#### [TASK PROMPT]
Format the lines as a JSON list of strings, one string per line and blank lines omitted. Start at the line containing "For each instance of the dining" and end at the last of the rows.

◆ ◆ ◆ ◆ ◆

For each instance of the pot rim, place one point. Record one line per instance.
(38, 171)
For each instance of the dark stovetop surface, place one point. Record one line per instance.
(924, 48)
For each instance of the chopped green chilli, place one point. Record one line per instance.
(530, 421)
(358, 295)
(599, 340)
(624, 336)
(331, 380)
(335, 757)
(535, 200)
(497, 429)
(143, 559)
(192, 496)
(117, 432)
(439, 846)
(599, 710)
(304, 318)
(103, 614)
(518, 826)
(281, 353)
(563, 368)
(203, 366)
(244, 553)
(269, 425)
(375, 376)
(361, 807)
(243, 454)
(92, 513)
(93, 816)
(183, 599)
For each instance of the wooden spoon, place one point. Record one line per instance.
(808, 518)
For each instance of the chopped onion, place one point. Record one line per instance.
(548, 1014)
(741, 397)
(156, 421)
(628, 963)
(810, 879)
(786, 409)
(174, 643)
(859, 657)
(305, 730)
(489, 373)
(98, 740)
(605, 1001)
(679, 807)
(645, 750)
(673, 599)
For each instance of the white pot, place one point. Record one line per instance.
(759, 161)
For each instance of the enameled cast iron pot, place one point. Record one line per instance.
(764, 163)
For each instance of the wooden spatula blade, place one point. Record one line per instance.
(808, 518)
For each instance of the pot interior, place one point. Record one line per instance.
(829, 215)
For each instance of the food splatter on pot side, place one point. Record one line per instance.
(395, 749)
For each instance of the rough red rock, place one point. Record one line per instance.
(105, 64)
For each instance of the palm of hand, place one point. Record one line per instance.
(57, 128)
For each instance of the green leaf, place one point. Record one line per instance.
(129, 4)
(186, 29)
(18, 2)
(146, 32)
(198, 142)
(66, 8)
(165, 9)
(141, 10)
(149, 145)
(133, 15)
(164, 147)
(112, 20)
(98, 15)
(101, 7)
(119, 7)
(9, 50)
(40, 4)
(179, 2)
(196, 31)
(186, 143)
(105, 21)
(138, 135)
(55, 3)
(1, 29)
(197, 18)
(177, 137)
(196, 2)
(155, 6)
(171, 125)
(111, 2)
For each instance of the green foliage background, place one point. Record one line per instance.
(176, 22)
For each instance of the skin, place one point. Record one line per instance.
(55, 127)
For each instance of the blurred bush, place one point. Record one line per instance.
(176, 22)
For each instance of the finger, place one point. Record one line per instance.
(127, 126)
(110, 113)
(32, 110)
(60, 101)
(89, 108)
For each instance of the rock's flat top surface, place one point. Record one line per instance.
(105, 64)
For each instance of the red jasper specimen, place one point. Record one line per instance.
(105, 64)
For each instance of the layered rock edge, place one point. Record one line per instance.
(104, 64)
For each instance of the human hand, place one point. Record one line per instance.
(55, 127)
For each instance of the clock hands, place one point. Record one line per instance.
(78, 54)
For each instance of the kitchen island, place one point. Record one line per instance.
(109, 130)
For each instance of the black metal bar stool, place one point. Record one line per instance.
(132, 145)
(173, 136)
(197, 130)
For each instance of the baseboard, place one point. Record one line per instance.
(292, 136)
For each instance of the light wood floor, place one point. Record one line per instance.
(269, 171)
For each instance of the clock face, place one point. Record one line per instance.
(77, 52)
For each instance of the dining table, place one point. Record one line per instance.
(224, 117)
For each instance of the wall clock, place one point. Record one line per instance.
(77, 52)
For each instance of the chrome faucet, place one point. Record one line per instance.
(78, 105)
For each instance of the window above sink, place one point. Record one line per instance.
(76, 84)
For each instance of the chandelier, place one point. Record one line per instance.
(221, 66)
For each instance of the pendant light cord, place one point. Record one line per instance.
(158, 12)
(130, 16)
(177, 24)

◆ ◆ ◆ ◆ ◆

#### [FULL ANSWER]
[
  "For each instance of the dining table, place one point. Record one line per instance.",
  "(224, 117)",
  "For each instance of the wall clock, place one point. Record one line per instance.",
  "(77, 52)",
  "For each instance of the chrome faucet, place one point. Record one line per instance.",
  "(78, 105)",
  "For each instance of the window above sink, place one point. Record one line per instance.",
  "(76, 84)",
  "For each instance of the chandelier, place one point. Record one line per instance.",
  "(221, 66)",
  "For each instance of the pendant light cord, place one point. Record one line per instance.",
  "(158, 12)",
  "(130, 16)",
  "(177, 24)"
]